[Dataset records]
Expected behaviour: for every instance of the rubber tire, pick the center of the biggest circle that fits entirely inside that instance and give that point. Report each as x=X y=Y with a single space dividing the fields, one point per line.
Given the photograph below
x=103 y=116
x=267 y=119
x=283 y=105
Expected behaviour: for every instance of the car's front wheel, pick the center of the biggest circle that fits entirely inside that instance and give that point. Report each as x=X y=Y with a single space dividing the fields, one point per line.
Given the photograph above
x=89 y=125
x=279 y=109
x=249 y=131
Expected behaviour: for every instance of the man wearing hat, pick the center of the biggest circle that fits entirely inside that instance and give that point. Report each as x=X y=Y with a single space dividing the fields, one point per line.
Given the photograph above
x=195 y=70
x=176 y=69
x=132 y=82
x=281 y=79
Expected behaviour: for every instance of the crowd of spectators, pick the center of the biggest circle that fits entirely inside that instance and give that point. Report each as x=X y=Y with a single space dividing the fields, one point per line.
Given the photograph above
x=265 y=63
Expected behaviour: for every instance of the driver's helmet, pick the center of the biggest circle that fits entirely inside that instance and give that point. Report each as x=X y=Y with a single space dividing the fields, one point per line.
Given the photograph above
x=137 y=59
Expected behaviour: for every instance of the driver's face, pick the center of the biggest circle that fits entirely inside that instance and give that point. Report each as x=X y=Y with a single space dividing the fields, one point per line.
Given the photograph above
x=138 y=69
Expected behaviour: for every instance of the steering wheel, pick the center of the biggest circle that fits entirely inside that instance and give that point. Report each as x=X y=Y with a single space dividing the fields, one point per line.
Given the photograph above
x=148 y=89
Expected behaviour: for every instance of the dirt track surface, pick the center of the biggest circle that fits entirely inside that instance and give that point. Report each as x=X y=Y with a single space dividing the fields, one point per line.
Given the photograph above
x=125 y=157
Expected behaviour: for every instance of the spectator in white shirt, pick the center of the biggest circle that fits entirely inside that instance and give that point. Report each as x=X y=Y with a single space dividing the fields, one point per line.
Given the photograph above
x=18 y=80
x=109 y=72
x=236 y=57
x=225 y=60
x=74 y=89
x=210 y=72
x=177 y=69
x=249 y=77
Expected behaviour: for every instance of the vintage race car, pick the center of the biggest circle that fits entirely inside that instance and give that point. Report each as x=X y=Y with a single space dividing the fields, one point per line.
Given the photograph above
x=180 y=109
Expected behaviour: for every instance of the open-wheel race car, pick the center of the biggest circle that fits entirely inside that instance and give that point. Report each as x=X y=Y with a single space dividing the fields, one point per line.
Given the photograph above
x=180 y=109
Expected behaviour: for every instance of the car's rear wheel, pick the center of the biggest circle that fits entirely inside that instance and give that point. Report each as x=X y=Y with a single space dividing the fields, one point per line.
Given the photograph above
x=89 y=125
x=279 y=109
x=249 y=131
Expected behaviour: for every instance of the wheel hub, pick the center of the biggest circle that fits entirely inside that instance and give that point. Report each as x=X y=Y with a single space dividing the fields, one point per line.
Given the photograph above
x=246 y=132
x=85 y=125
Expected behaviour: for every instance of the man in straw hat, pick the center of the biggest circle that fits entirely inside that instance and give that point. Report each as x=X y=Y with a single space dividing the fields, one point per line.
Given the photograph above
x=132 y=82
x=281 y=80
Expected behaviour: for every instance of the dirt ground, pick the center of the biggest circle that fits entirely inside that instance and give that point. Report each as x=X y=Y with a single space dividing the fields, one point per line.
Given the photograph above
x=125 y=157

* * *

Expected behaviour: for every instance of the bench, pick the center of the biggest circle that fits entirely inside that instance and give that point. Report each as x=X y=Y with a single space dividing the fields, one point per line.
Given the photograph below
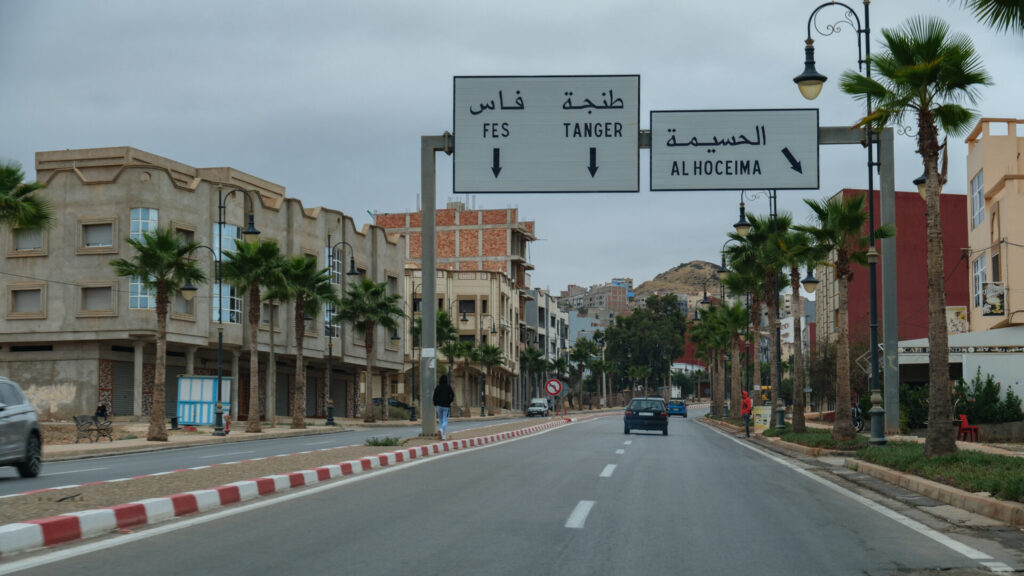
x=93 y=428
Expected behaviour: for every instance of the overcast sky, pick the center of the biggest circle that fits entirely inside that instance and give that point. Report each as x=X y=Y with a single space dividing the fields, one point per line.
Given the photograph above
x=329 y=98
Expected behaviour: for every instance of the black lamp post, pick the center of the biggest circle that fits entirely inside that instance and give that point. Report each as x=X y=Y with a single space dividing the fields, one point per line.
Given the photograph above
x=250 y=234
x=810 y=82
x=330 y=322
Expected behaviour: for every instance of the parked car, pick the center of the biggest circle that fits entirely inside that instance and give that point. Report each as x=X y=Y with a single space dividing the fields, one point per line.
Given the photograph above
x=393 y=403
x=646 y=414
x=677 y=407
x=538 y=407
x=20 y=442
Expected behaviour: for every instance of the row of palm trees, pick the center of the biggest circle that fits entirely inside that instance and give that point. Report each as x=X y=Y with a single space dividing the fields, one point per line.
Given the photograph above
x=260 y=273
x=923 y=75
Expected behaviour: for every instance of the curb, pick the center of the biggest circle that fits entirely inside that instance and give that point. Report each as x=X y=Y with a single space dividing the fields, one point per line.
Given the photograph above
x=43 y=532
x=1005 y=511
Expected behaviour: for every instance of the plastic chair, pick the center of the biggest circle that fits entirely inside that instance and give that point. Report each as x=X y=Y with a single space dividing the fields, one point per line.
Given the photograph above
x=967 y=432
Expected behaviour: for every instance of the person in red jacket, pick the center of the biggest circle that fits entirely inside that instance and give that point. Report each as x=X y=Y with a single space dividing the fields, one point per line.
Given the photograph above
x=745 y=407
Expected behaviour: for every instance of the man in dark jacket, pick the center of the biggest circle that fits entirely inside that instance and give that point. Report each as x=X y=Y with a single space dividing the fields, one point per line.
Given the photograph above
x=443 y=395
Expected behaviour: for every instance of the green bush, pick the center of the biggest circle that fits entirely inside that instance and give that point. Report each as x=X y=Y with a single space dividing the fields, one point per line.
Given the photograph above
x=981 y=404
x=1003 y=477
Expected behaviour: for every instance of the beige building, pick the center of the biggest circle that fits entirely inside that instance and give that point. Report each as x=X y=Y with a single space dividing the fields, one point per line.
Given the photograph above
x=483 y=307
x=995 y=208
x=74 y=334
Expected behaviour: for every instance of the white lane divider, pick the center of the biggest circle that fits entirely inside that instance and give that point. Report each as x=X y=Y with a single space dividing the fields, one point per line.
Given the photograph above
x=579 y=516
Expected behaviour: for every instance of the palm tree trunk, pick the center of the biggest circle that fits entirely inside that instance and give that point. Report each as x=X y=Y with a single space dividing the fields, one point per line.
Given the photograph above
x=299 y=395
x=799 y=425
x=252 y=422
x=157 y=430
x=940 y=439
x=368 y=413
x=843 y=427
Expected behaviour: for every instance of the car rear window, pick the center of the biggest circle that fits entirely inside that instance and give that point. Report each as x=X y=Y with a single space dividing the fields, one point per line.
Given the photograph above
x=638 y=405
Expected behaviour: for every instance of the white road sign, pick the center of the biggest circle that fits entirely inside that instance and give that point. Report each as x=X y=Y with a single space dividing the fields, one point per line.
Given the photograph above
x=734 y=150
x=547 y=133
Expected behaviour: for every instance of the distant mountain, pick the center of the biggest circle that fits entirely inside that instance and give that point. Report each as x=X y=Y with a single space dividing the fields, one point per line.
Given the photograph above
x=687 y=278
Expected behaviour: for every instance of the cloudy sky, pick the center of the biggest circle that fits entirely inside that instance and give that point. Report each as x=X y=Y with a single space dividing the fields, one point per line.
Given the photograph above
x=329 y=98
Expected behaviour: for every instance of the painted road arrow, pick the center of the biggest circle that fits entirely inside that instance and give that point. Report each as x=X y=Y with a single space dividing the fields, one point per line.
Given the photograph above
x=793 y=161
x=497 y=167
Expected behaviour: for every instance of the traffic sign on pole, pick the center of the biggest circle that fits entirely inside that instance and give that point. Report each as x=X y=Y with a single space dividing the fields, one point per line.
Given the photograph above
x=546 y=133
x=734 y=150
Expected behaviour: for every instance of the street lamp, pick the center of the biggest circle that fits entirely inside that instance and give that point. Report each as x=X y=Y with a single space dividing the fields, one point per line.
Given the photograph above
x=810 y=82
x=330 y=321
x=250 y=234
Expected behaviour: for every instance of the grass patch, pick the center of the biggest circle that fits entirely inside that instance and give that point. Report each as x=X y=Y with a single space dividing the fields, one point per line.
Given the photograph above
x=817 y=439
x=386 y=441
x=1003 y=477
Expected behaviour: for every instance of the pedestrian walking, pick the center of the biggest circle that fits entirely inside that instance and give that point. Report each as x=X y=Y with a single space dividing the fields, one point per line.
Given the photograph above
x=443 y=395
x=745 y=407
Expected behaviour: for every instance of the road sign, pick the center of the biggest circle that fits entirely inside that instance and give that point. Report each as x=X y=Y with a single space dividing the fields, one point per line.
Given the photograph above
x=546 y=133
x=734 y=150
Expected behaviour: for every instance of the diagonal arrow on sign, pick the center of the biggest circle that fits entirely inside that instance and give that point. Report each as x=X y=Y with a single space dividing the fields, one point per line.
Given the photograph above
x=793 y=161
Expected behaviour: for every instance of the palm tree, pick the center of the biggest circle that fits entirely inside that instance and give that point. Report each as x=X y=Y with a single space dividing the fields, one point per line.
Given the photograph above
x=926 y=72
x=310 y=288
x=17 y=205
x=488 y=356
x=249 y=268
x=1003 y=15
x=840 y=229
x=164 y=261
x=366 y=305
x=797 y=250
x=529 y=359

Problem description: Go through the records and work out how many lines contain the string "lamp". The answer should be that number alone.

Solution: 2